To do |
Identify every line in the rows that contains the string "groom", and copy each of those lines. Case counts.

Material for this exercise |

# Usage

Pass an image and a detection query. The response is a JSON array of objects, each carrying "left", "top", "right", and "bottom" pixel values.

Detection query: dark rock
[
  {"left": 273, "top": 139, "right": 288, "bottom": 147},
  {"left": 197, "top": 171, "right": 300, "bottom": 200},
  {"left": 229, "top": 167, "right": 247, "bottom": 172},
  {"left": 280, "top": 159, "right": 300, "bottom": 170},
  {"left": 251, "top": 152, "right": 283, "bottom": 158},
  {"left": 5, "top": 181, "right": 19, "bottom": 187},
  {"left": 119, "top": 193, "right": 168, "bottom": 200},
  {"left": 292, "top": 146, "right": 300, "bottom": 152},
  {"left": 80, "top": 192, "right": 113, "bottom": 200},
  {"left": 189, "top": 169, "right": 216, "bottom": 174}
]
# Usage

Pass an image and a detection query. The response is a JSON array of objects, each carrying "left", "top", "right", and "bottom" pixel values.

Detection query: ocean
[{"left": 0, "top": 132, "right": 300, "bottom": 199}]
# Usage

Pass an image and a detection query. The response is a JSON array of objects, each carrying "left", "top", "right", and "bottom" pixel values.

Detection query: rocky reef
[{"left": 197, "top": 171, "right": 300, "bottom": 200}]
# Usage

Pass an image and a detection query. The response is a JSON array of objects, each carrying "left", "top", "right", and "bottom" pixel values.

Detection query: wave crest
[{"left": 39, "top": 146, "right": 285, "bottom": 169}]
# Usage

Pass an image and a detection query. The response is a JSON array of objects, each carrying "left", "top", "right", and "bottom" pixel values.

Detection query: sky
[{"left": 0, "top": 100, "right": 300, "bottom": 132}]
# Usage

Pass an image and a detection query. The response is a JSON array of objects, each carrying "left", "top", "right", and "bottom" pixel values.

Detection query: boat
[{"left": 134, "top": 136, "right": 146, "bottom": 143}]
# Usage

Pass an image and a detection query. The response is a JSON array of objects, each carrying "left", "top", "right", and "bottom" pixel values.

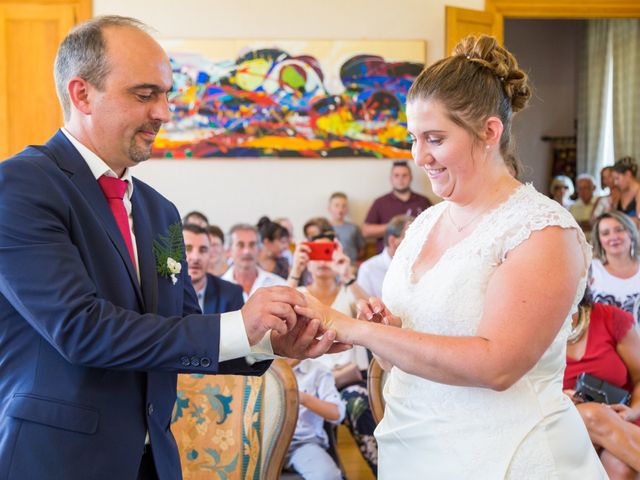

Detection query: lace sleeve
[{"left": 497, "top": 185, "right": 591, "bottom": 310}]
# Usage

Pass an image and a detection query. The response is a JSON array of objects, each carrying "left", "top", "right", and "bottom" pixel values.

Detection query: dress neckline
[{"left": 408, "top": 183, "right": 529, "bottom": 287}]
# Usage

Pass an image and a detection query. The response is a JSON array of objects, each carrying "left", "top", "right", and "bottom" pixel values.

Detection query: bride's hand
[
  {"left": 357, "top": 297, "right": 402, "bottom": 327},
  {"left": 295, "top": 293, "right": 355, "bottom": 344}
]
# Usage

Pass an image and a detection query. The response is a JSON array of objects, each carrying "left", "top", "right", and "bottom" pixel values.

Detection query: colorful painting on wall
[{"left": 153, "top": 40, "right": 426, "bottom": 159}]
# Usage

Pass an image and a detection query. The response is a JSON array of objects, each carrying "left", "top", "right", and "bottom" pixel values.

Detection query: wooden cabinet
[{"left": 0, "top": 0, "right": 92, "bottom": 160}]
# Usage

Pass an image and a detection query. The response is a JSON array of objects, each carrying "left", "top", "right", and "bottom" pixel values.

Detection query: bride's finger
[{"left": 356, "top": 300, "right": 373, "bottom": 320}]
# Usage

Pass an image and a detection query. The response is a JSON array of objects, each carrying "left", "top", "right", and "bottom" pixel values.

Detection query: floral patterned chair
[{"left": 171, "top": 360, "right": 299, "bottom": 480}]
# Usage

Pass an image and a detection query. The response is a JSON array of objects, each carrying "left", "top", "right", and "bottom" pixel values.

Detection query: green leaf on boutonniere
[{"left": 153, "top": 222, "right": 184, "bottom": 284}]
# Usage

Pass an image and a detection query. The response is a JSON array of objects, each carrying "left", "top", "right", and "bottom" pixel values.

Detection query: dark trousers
[{"left": 138, "top": 445, "right": 158, "bottom": 480}]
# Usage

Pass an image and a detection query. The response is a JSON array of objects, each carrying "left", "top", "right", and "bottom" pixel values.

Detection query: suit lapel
[
  {"left": 202, "top": 274, "right": 219, "bottom": 313},
  {"left": 131, "top": 184, "right": 158, "bottom": 313},
  {"left": 46, "top": 131, "right": 144, "bottom": 306}
]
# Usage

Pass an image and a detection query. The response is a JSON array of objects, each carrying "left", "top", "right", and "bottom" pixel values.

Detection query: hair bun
[{"left": 452, "top": 35, "right": 531, "bottom": 113}]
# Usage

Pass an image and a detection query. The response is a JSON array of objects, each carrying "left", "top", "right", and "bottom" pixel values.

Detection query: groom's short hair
[{"left": 53, "top": 15, "right": 149, "bottom": 121}]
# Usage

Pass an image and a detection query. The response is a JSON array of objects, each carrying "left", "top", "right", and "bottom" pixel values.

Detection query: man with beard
[
  {"left": 0, "top": 16, "right": 341, "bottom": 480},
  {"left": 222, "top": 223, "right": 287, "bottom": 302},
  {"left": 362, "top": 161, "right": 431, "bottom": 253}
]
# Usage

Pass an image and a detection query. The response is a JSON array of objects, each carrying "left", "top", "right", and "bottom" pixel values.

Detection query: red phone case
[{"left": 304, "top": 242, "right": 336, "bottom": 260}]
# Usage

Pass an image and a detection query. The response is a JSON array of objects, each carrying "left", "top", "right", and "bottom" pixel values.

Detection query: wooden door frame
[{"left": 485, "top": 0, "right": 640, "bottom": 19}]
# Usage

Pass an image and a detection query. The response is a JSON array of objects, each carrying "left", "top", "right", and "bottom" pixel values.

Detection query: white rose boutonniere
[
  {"left": 167, "top": 257, "right": 182, "bottom": 285},
  {"left": 153, "top": 222, "right": 184, "bottom": 285}
]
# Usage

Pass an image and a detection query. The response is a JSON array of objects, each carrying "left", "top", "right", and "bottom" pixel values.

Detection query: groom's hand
[
  {"left": 240, "top": 287, "right": 306, "bottom": 346},
  {"left": 271, "top": 317, "right": 351, "bottom": 359}
]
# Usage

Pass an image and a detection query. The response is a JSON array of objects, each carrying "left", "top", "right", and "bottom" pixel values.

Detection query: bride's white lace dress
[{"left": 375, "top": 185, "right": 607, "bottom": 480}]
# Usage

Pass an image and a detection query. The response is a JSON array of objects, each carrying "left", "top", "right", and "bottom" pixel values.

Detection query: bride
[{"left": 296, "top": 36, "right": 606, "bottom": 479}]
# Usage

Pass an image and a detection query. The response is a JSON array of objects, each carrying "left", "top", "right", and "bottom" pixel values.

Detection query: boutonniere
[{"left": 153, "top": 222, "right": 184, "bottom": 285}]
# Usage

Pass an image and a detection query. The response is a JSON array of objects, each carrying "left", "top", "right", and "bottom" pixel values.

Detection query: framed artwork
[{"left": 152, "top": 40, "right": 426, "bottom": 159}]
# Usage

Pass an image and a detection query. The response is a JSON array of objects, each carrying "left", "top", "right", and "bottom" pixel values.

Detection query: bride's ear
[{"left": 483, "top": 117, "right": 504, "bottom": 146}]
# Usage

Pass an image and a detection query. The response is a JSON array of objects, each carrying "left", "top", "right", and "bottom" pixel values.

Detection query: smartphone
[{"left": 303, "top": 242, "right": 336, "bottom": 261}]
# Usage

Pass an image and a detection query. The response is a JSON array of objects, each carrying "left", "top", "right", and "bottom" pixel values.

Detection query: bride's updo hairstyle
[{"left": 407, "top": 35, "right": 531, "bottom": 158}]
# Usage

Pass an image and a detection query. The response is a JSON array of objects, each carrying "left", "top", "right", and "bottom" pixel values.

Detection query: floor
[{"left": 338, "top": 425, "right": 376, "bottom": 480}]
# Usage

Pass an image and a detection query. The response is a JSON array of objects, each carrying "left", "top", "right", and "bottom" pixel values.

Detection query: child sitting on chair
[{"left": 285, "top": 359, "right": 345, "bottom": 480}]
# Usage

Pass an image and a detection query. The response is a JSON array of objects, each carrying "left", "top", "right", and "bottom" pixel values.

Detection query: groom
[{"left": 0, "top": 17, "right": 335, "bottom": 480}]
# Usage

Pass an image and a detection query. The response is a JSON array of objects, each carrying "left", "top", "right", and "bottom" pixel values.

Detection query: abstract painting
[{"left": 153, "top": 40, "right": 425, "bottom": 159}]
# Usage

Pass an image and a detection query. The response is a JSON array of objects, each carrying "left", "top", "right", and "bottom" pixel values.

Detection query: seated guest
[
  {"left": 207, "top": 225, "right": 229, "bottom": 277},
  {"left": 273, "top": 217, "right": 296, "bottom": 267},
  {"left": 258, "top": 217, "right": 289, "bottom": 279},
  {"left": 563, "top": 293, "right": 640, "bottom": 479},
  {"left": 613, "top": 157, "right": 640, "bottom": 227},
  {"left": 182, "top": 224, "right": 244, "bottom": 313},
  {"left": 222, "top": 223, "right": 287, "bottom": 302},
  {"left": 358, "top": 215, "right": 413, "bottom": 298},
  {"left": 569, "top": 173, "right": 598, "bottom": 241},
  {"left": 285, "top": 359, "right": 345, "bottom": 480},
  {"left": 328, "top": 192, "right": 366, "bottom": 263},
  {"left": 549, "top": 175, "right": 574, "bottom": 209},
  {"left": 182, "top": 210, "right": 209, "bottom": 228},
  {"left": 294, "top": 230, "right": 378, "bottom": 473},
  {"left": 302, "top": 217, "right": 335, "bottom": 241},
  {"left": 589, "top": 211, "right": 640, "bottom": 322},
  {"left": 591, "top": 166, "right": 620, "bottom": 225},
  {"left": 362, "top": 161, "right": 431, "bottom": 253}
]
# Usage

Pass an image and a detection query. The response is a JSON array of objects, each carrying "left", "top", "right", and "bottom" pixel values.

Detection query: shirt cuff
[
  {"left": 247, "top": 330, "right": 275, "bottom": 365},
  {"left": 218, "top": 310, "right": 251, "bottom": 362},
  {"left": 218, "top": 310, "right": 274, "bottom": 365}
]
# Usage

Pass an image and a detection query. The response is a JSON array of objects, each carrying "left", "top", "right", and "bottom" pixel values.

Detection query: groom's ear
[{"left": 67, "top": 77, "right": 93, "bottom": 115}]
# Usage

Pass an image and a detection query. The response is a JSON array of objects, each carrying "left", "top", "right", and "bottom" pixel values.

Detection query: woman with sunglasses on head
[
  {"left": 296, "top": 36, "right": 606, "bottom": 480},
  {"left": 589, "top": 211, "right": 640, "bottom": 323}
]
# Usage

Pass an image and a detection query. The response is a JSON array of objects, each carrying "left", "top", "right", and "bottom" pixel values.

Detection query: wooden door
[
  {"left": 0, "top": 0, "right": 91, "bottom": 160},
  {"left": 445, "top": 7, "right": 504, "bottom": 55}
]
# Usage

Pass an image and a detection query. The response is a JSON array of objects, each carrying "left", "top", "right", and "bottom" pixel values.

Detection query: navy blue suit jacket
[
  {"left": 0, "top": 132, "right": 269, "bottom": 480},
  {"left": 203, "top": 273, "right": 244, "bottom": 313}
]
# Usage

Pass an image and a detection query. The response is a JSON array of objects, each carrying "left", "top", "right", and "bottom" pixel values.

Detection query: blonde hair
[{"left": 407, "top": 35, "right": 531, "bottom": 171}]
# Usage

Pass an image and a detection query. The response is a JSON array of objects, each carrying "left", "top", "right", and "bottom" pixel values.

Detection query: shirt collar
[
  {"left": 196, "top": 276, "right": 209, "bottom": 300},
  {"left": 60, "top": 127, "right": 133, "bottom": 200}
]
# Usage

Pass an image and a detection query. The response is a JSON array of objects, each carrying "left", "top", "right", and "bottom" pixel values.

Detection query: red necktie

The solution |
Detection query: groom's short hair
Detection query: groom's hand
Detection query: groom
Detection query: groom's ear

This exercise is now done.